Referring expression grounding data:
====================
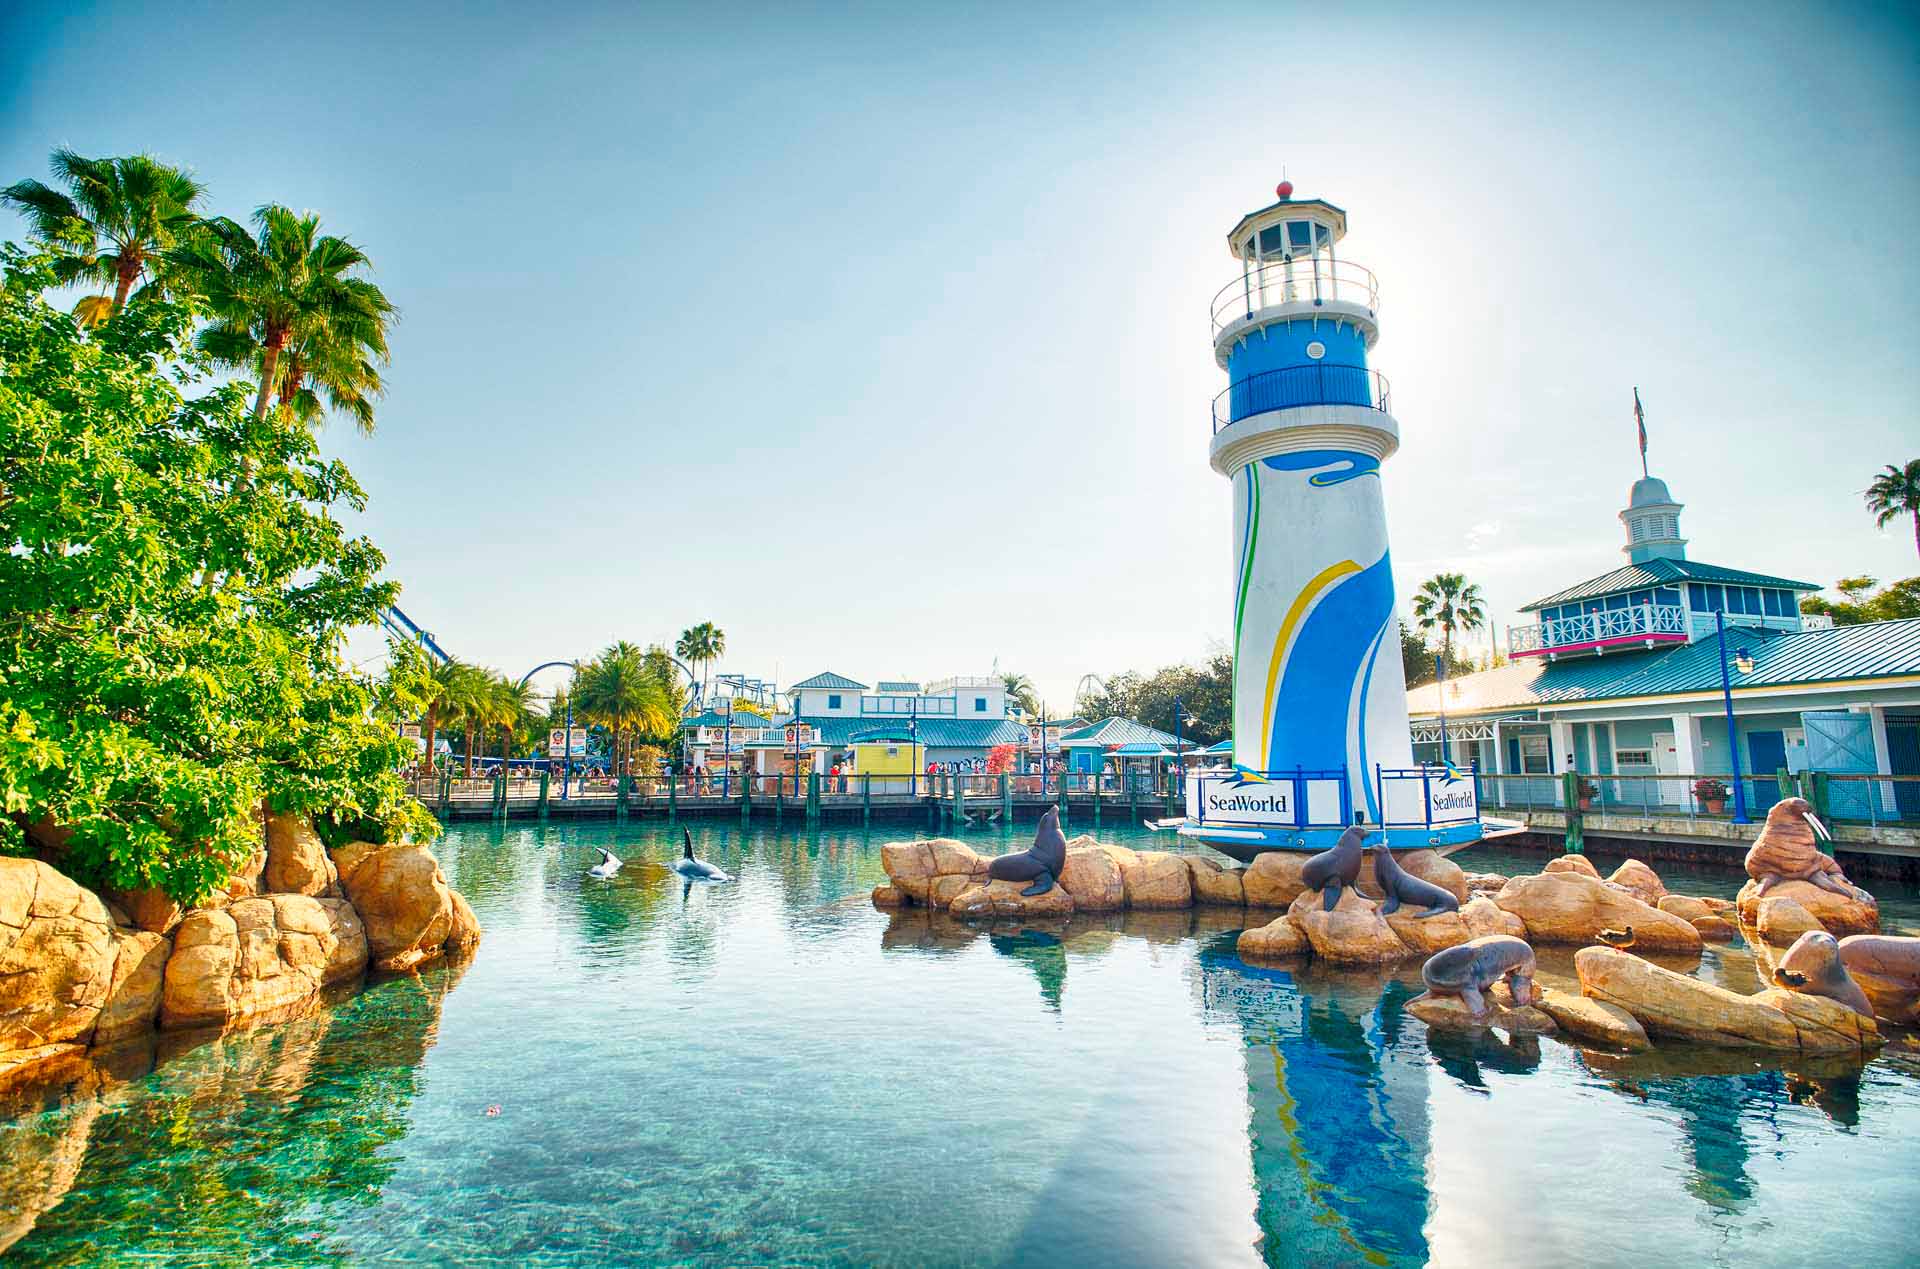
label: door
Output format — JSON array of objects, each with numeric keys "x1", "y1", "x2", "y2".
[
  {"x1": 1803, "y1": 711, "x2": 1876, "y2": 819},
  {"x1": 1651, "y1": 731, "x2": 1684, "y2": 806},
  {"x1": 1746, "y1": 730, "x2": 1787, "y2": 812},
  {"x1": 1887, "y1": 720, "x2": 1920, "y2": 819}
]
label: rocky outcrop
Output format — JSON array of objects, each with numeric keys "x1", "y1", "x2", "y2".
[
  {"x1": 1359, "y1": 849, "x2": 1468, "y2": 905},
  {"x1": 1236, "y1": 914, "x2": 1308, "y2": 959},
  {"x1": 1186, "y1": 857, "x2": 1245, "y2": 906},
  {"x1": 1117, "y1": 850, "x2": 1192, "y2": 910},
  {"x1": 1408, "y1": 981, "x2": 1555, "y2": 1035},
  {"x1": 105, "y1": 885, "x2": 182, "y2": 935},
  {"x1": 1382, "y1": 895, "x2": 1525, "y2": 956},
  {"x1": 1754, "y1": 896, "x2": 1825, "y2": 945},
  {"x1": 878, "y1": 839, "x2": 986, "y2": 904},
  {"x1": 871, "y1": 884, "x2": 906, "y2": 906},
  {"x1": 1286, "y1": 887, "x2": 1406, "y2": 965},
  {"x1": 1605, "y1": 859, "x2": 1666, "y2": 906},
  {"x1": 1460, "y1": 896, "x2": 1528, "y2": 940},
  {"x1": 1693, "y1": 916, "x2": 1736, "y2": 941},
  {"x1": 1736, "y1": 878, "x2": 1877, "y2": 937},
  {"x1": 0, "y1": 858, "x2": 116, "y2": 1053},
  {"x1": 264, "y1": 812, "x2": 339, "y2": 897},
  {"x1": 1243, "y1": 852, "x2": 1311, "y2": 908},
  {"x1": 947, "y1": 878, "x2": 1075, "y2": 919},
  {"x1": 1575, "y1": 945, "x2": 1880, "y2": 1054},
  {"x1": 160, "y1": 895, "x2": 367, "y2": 1029},
  {"x1": 1655, "y1": 894, "x2": 1713, "y2": 922},
  {"x1": 1543, "y1": 854, "x2": 1601, "y2": 879},
  {"x1": 1057, "y1": 847, "x2": 1126, "y2": 912},
  {"x1": 330, "y1": 841, "x2": 470, "y2": 973},
  {"x1": 1493, "y1": 871, "x2": 1702, "y2": 953},
  {"x1": 1534, "y1": 987, "x2": 1650, "y2": 1051},
  {"x1": 95, "y1": 928, "x2": 170, "y2": 1043},
  {"x1": 1463, "y1": 872, "x2": 1510, "y2": 894}
]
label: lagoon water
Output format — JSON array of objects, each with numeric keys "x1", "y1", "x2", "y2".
[{"x1": 6, "y1": 818, "x2": 1920, "y2": 1267}]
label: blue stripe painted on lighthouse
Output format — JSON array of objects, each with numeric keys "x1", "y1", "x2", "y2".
[{"x1": 1263, "y1": 550, "x2": 1396, "y2": 774}]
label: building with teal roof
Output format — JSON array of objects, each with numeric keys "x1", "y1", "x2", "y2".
[{"x1": 1058, "y1": 717, "x2": 1201, "y2": 777}]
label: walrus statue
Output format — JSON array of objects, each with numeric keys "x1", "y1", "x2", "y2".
[
  {"x1": 1421, "y1": 935, "x2": 1538, "y2": 1018},
  {"x1": 1301, "y1": 824, "x2": 1367, "y2": 912},
  {"x1": 985, "y1": 807, "x2": 1069, "y2": 897},
  {"x1": 1772, "y1": 930, "x2": 1875, "y2": 1018},
  {"x1": 1369, "y1": 843, "x2": 1460, "y2": 918},
  {"x1": 1745, "y1": 797, "x2": 1870, "y2": 901}
]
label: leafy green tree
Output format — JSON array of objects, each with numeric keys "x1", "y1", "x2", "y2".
[
  {"x1": 1866, "y1": 460, "x2": 1920, "y2": 559},
  {"x1": 0, "y1": 247, "x2": 434, "y2": 903},
  {"x1": 1072, "y1": 656, "x2": 1231, "y2": 744},
  {"x1": 1800, "y1": 576, "x2": 1920, "y2": 626},
  {"x1": 574, "y1": 642, "x2": 676, "y2": 777},
  {"x1": 2, "y1": 149, "x2": 205, "y2": 323},
  {"x1": 1410, "y1": 572, "x2": 1486, "y2": 671}
]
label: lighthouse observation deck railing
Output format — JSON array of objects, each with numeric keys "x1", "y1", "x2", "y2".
[
  {"x1": 1211, "y1": 259, "x2": 1380, "y2": 335},
  {"x1": 1507, "y1": 603, "x2": 1688, "y2": 657},
  {"x1": 1212, "y1": 364, "x2": 1391, "y2": 432}
]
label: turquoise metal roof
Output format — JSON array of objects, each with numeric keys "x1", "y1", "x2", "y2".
[
  {"x1": 1202, "y1": 738, "x2": 1234, "y2": 754},
  {"x1": 1113, "y1": 742, "x2": 1173, "y2": 756},
  {"x1": 789, "y1": 671, "x2": 868, "y2": 690},
  {"x1": 1407, "y1": 618, "x2": 1920, "y2": 716},
  {"x1": 1059, "y1": 717, "x2": 1192, "y2": 749},
  {"x1": 682, "y1": 709, "x2": 768, "y2": 729},
  {"x1": 1521, "y1": 558, "x2": 1819, "y2": 612},
  {"x1": 875, "y1": 680, "x2": 921, "y2": 693},
  {"x1": 789, "y1": 714, "x2": 1027, "y2": 748}
]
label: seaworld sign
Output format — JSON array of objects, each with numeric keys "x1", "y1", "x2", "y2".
[{"x1": 1186, "y1": 773, "x2": 1347, "y2": 830}]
====================
(BRIEF): Write the entries above out again exactly, but not the pictures.

(OUTPUT OF THE EXERCISE):
label: door
Output format — JSON array of objects, each with numeric keys "x1", "y1", "x2", "y2".
[
  {"x1": 1803, "y1": 711, "x2": 1876, "y2": 819},
  {"x1": 1651, "y1": 731, "x2": 1684, "y2": 806},
  {"x1": 1746, "y1": 730, "x2": 1787, "y2": 812},
  {"x1": 1887, "y1": 720, "x2": 1920, "y2": 819}
]
label: rocky outcrop
Output format — JSON array of objects, each with numeric keys "x1", "y1", "x2", "y2".
[
  {"x1": 1359, "y1": 849, "x2": 1468, "y2": 905},
  {"x1": 1236, "y1": 914, "x2": 1308, "y2": 959},
  {"x1": 1186, "y1": 857, "x2": 1245, "y2": 906},
  {"x1": 1117, "y1": 850, "x2": 1192, "y2": 910},
  {"x1": 1408, "y1": 981, "x2": 1555, "y2": 1035},
  {"x1": 105, "y1": 885, "x2": 182, "y2": 935},
  {"x1": 1382, "y1": 895, "x2": 1525, "y2": 956},
  {"x1": 1754, "y1": 896, "x2": 1825, "y2": 945},
  {"x1": 878, "y1": 839, "x2": 986, "y2": 904},
  {"x1": 871, "y1": 884, "x2": 906, "y2": 906},
  {"x1": 1286, "y1": 887, "x2": 1406, "y2": 965},
  {"x1": 1605, "y1": 859, "x2": 1666, "y2": 906},
  {"x1": 1460, "y1": 896, "x2": 1528, "y2": 940},
  {"x1": 1693, "y1": 916, "x2": 1736, "y2": 941},
  {"x1": 1736, "y1": 878, "x2": 1877, "y2": 937},
  {"x1": 0, "y1": 858, "x2": 116, "y2": 1053},
  {"x1": 264, "y1": 812, "x2": 339, "y2": 897},
  {"x1": 1243, "y1": 852, "x2": 1311, "y2": 908},
  {"x1": 947, "y1": 878, "x2": 1075, "y2": 919},
  {"x1": 1575, "y1": 945, "x2": 1880, "y2": 1054},
  {"x1": 160, "y1": 895, "x2": 367, "y2": 1029},
  {"x1": 1655, "y1": 894, "x2": 1713, "y2": 922},
  {"x1": 1543, "y1": 854, "x2": 1601, "y2": 879},
  {"x1": 1057, "y1": 847, "x2": 1126, "y2": 912},
  {"x1": 330, "y1": 841, "x2": 470, "y2": 973},
  {"x1": 1493, "y1": 871, "x2": 1702, "y2": 953},
  {"x1": 1534, "y1": 987, "x2": 1650, "y2": 1051},
  {"x1": 95, "y1": 928, "x2": 170, "y2": 1043},
  {"x1": 1463, "y1": 872, "x2": 1510, "y2": 894}
]
label: lagoon water
Output format — JSON array of objects, each with numeric keys "x1", "y1", "x2", "y2".
[{"x1": 6, "y1": 818, "x2": 1920, "y2": 1267}]
label: blue stripe painted on lighthouse
Output format — JSON array of objects, each with numeric keys "x1", "y1", "x2", "y2".
[{"x1": 1263, "y1": 550, "x2": 1396, "y2": 774}]
label: building with teal roof
Output format — JSON array of objects, each with numeric keys "x1", "y1", "x2", "y2".
[{"x1": 1058, "y1": 717, "x2": 1201, "y2": 777}]
label: walrus statue
Output format — JSON array of objects, each with numeric keys "x1", "y1", "x2", "y2".
[
  {"x1": 1421, "y1": 935, "x2": 1538, "y2": 1018},
  {"x1": 1301, "y1": 824, "x2": 1367, "y2": 912},
  {"x1": 985, "y1": 807, "x2": 1069, "y2": 897},
  {"x1": 1772, "y1": 930, "x2": 1875, "y2": 1018},
  {"x1": 1369, "y1": 843, "x2": 1460, "y2": 918},
  {"x1": 1745, "y1": 797, "x2": 1870, "y2": 901}
]
label: leafy green tree
Output format — JSON array of objects, each with numeric keys "x1", "y1", "x2", "y2".
[
  {"x1": 1866, "y1": 460, "x2": 1920, "y2": 559},
  {"x1": 0, "y1": 247, "x2": 434, "y2": 903},
  {"x1": 1072, "y1": 656, "x2": 1231, "y2": 744},
  {"x1": 1800, "y1": 576, "x2": 1920, "y2": 626},
  {"x1": 574, "y1": 642, "x2": 676, "y2": 777},
  {"x1": 2, "y1": 149, "x2": 205, "y2": 323},
  {"x1": 1410, "y1": 572, "x2": 1486, "y2": 671}
]
label: lighthouse observation deck railing
Output format — JSON array of objects, each with numeric keys "x1", "y1", "x2", "y2".
[
  {"x1": 1211, "y1": 259, "x2": 1380, "y2": 335},
  {"x1": 1507, "y1": 603, "x2": 1688, "y2": 657},
  {"x1": 1212, "y1": 364, "x2": 1391, "y2": 432}
]
label: turquoise metal roof
Output format — JSON array of objects, each with numeric keys "x1", "y1", "x2", "y2".
[
  {"x1": 1202, "y1": 738, "x2": 1234, "y2": 754},
  {"x1": 1113, "y1": 742, "x2": 1173, "y2": 756},
  {"x1": 789, "y1": 671, "x2": 868, "y2": 690},
  {"x1": 1407, "y1": 618, "x2": 1920, "y2": 716},
  {"x1": 1059, "y1": 717, "x2": 1192, "y2": 749},
  {"x1": 682, "y1": 709, "x2": 768, "y2": 729},
  {"x1": 1521, "y1": 558, "x2": 1819, "y2": 612},
  {"x1": 875, "y1": 680, "x2": 921, "y2": 693},
  {"x1": 789, "y1": 714, "x2": 1027, "y2": 748}
]
label: seaworld sign
Output format — JSON array of objects, each with numeric keys "x1", "y1", "x2", "y2".
[{"x1": 1186, "y1": 773, "x2": 1347, "y2": 830}]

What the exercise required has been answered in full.